Records excerpted from a collection
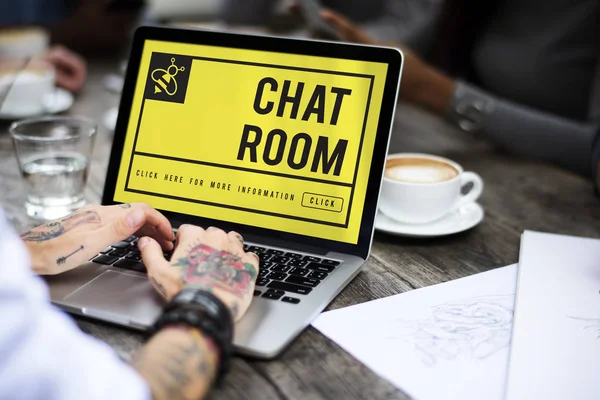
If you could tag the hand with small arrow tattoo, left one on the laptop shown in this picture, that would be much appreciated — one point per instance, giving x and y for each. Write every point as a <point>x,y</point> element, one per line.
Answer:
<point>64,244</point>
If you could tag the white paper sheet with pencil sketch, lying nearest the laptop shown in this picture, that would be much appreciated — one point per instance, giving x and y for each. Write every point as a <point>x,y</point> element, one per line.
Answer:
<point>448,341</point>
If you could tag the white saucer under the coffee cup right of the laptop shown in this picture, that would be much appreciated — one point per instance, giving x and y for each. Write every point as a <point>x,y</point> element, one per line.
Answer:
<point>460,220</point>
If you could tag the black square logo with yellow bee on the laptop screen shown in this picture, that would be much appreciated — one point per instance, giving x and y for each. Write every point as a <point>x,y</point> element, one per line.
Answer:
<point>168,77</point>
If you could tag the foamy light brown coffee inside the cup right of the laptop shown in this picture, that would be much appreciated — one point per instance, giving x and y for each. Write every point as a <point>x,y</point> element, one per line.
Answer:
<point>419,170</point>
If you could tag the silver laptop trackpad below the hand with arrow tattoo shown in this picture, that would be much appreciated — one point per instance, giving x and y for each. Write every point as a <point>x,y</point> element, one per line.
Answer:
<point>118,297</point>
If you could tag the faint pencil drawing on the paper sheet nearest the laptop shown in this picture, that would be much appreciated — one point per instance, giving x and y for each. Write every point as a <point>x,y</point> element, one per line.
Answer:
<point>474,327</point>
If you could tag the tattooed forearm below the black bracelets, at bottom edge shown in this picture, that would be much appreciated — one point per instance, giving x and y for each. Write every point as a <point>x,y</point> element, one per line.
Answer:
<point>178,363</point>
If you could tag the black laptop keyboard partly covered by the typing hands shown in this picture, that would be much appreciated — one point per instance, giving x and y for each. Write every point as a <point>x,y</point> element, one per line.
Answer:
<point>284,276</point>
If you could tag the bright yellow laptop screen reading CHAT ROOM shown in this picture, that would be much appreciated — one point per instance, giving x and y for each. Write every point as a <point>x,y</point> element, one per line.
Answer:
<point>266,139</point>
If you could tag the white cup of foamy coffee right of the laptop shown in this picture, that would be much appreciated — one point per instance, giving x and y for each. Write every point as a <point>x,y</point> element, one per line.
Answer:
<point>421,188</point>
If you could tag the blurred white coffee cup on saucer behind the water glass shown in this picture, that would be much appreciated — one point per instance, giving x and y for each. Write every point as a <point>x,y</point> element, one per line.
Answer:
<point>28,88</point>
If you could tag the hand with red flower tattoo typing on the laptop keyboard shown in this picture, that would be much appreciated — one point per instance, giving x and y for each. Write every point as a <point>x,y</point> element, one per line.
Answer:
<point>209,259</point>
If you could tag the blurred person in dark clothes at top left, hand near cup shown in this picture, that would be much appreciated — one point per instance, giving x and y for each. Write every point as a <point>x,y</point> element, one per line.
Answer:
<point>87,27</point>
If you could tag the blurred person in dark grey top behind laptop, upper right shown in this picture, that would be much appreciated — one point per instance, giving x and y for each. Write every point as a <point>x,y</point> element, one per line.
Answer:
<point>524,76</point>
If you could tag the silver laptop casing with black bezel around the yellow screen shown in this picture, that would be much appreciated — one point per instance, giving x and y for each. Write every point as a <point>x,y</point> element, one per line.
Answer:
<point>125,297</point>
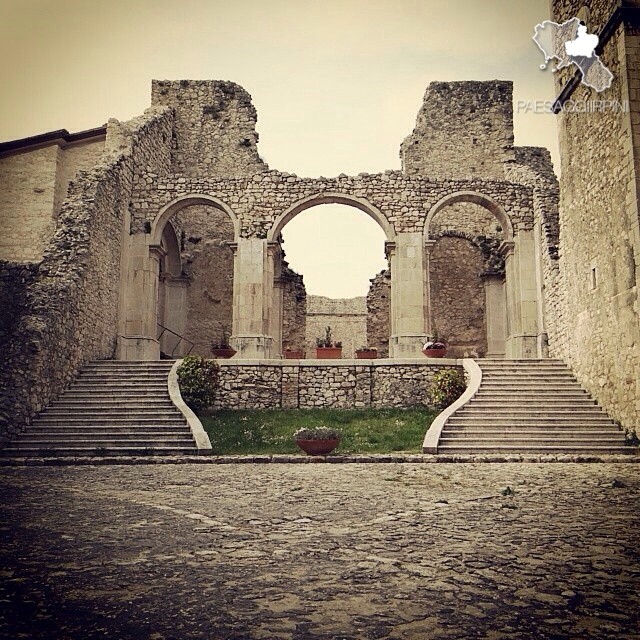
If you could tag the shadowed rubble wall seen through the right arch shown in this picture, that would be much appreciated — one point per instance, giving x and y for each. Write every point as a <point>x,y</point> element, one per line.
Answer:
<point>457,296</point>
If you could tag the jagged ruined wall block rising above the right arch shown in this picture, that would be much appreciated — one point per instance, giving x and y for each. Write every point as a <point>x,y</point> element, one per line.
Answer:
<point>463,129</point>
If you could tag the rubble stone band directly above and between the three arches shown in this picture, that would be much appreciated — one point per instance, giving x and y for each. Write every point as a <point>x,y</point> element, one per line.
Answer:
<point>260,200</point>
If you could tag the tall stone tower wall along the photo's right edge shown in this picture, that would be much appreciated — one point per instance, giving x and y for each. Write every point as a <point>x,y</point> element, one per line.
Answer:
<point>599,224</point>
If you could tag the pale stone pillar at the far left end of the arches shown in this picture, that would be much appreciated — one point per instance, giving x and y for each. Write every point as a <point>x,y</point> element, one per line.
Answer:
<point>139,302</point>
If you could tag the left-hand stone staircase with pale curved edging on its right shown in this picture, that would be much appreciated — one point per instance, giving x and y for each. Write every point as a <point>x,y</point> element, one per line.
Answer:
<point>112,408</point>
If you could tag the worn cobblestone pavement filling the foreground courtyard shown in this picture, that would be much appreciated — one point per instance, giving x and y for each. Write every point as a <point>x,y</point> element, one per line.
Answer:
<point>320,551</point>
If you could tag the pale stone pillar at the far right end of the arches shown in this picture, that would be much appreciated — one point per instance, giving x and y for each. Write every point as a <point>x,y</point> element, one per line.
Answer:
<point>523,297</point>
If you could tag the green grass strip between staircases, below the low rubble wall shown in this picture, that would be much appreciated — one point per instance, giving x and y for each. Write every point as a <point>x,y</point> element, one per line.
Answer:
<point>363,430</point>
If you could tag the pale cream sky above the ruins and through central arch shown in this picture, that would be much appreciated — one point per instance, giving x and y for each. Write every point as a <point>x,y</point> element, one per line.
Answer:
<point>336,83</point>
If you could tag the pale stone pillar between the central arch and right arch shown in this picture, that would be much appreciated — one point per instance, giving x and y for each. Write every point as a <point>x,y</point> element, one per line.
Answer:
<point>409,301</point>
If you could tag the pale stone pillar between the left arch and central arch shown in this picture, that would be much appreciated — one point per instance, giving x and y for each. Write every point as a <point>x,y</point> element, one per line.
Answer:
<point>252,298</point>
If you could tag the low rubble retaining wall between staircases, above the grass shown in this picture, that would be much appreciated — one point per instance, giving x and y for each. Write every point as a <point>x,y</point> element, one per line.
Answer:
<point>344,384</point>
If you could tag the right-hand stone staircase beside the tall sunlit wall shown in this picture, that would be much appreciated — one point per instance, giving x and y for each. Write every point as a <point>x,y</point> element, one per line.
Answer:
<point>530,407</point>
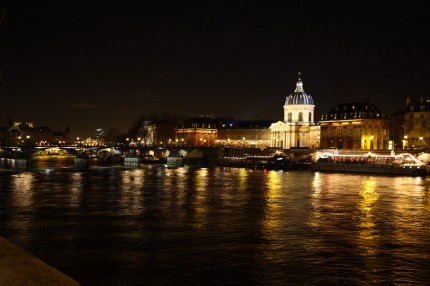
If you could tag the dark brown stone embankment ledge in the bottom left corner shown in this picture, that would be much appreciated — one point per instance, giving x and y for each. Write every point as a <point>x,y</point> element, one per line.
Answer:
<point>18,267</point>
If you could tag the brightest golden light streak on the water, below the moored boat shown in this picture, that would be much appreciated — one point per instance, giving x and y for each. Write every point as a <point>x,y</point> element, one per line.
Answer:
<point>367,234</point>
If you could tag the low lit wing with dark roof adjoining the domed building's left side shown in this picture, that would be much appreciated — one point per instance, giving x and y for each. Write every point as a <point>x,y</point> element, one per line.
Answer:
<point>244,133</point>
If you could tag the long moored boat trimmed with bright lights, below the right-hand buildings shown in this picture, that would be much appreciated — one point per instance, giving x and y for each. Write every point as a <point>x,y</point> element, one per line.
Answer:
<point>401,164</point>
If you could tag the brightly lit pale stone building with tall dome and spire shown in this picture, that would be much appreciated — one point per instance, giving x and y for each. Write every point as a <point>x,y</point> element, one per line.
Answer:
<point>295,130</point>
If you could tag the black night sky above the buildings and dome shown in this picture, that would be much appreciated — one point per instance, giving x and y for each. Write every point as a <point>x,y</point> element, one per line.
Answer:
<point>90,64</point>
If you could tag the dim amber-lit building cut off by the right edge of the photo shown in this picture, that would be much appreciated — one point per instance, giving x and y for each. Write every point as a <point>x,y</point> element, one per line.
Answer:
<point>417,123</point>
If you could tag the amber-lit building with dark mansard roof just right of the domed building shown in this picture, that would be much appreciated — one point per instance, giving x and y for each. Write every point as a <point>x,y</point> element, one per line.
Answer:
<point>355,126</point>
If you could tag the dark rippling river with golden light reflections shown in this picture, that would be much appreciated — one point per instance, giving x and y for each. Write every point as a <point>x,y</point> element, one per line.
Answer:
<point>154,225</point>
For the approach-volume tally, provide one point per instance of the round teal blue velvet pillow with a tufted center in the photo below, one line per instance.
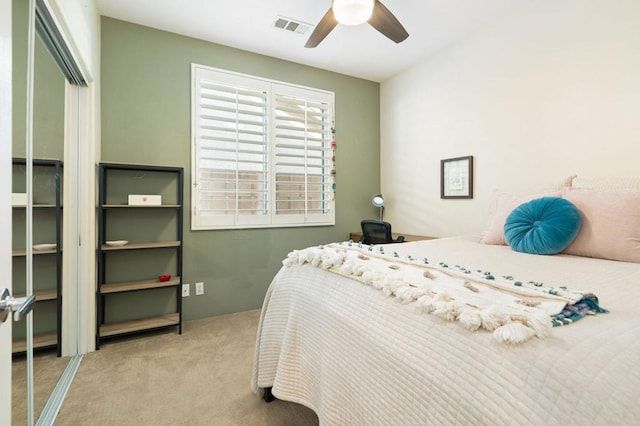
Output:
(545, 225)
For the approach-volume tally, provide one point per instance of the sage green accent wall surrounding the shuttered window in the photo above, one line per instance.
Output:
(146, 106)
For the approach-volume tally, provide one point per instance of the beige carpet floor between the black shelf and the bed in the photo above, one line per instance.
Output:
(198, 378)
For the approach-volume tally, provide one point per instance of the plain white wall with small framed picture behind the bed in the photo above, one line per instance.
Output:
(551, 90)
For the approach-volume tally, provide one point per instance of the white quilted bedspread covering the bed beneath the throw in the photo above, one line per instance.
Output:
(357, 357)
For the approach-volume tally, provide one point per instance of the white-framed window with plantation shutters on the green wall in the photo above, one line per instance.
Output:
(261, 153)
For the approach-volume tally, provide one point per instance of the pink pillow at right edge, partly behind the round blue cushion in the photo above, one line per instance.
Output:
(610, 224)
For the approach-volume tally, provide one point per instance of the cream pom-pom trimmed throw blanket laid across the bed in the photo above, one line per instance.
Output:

**Task requirements:** Copy out the line holding "of the white-framed" along with all lines after it through the end of the entries, exactly and only these.

**Problem solution:**
For the approach-volume tally, provide one point per instance of the white-framed window with plantation shutters on the green wall in the photo above, one line per instance.
Output:
(261, 153)
For the approach-volume tally, provide one point per instance of the pink pillow at right edge, partly behind the round blue cushion in the photo above, one line per instance.
Output:
(610, 224)
For the approach-volume tally, provide one point per instance of the cream pom-pom trimmed throw blanket laid across the bed in the photo above, one line per instance.
Output:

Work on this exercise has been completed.